(Data excerpts)
------------

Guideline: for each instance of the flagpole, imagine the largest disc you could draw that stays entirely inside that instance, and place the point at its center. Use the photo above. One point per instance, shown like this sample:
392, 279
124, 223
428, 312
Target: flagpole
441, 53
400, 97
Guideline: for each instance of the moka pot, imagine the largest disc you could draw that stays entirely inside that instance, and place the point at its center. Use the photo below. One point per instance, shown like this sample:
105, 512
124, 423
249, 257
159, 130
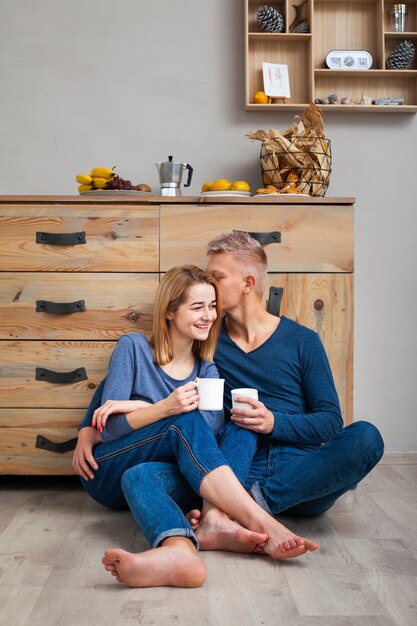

------------

> TASK TO COMPLETE
Whenever a line above includes the string "photo", copy it.

> EXERCISE OUTPUT
Guideline: for each instance of the flagpole, imagine the largest disc you could draw that stays entirely inside that instance, and place the point at its center. Use the photo above. One point per instance, shown like this sample:
Guideline: for each instance of the moka pot, imagine the largest disc you could draw that stays entirely inside that instance, and place the point at its center. Use the photo below. One point per instance, shown like this sample:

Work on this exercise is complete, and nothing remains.